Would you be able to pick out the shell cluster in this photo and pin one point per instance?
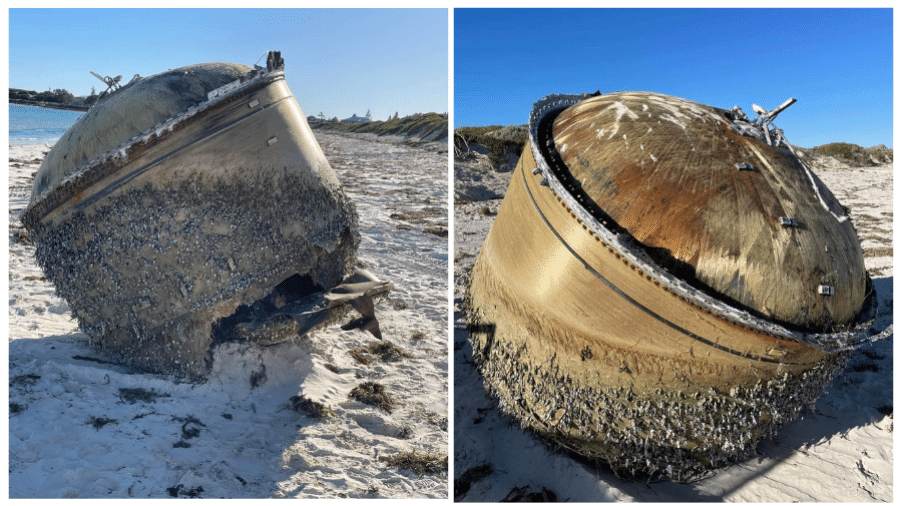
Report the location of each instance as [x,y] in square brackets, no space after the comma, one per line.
[640,297]
[157,239]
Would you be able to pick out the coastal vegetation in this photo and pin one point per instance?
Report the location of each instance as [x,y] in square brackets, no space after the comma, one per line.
[498,142]
[59,98]
[427,127]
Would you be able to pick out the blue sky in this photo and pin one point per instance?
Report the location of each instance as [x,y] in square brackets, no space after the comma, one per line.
[837,63]
[338,62]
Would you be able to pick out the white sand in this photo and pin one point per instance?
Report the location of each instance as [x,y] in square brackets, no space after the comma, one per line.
[841,452]
[76,432]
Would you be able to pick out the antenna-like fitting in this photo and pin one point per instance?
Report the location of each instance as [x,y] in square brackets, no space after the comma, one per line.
[764,120]
[112,83]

- [Task to complete]: Rewrite the lines of all the records above, replacing "pick out" with "locate" and leaving everything else unchanged. Omit the pictures from your output.

- [Solution to the exercise]:
Would you be able to locate the shell cluster in this photo and pin one point per instance?
Report the location of each instance as [x,y] in square brackets, no space after the comma, one per line.
[640,297]
[157,239]
Would you be able to locate the coastal vegetation in this photo and pin one point per instance?
Report the location of each instance as [x,y] in square brackets, no space after the comma, one per line.
[498,142]
[59,98]
[427,127]
Would you be able to locate the blue sky in this photo and pin one point per instance?
Report the location of each instance as [x,y] in square brackets, no space after the comma, one per line.
[837,63]
[338,62]
Would you be able to locate the white sand in this photo and pin one point per instance?
Report the location of each instance as [x,y] in square brackets, no space after the comma, one per line.
[841,452]
[76,432]
Would you be able to locate the antenna-like fitting in this photo and pin one point per instance?
Report the location of each instance as [x,y] in square brackets, no space after the comma, one per line.
[764,120]
[112,83]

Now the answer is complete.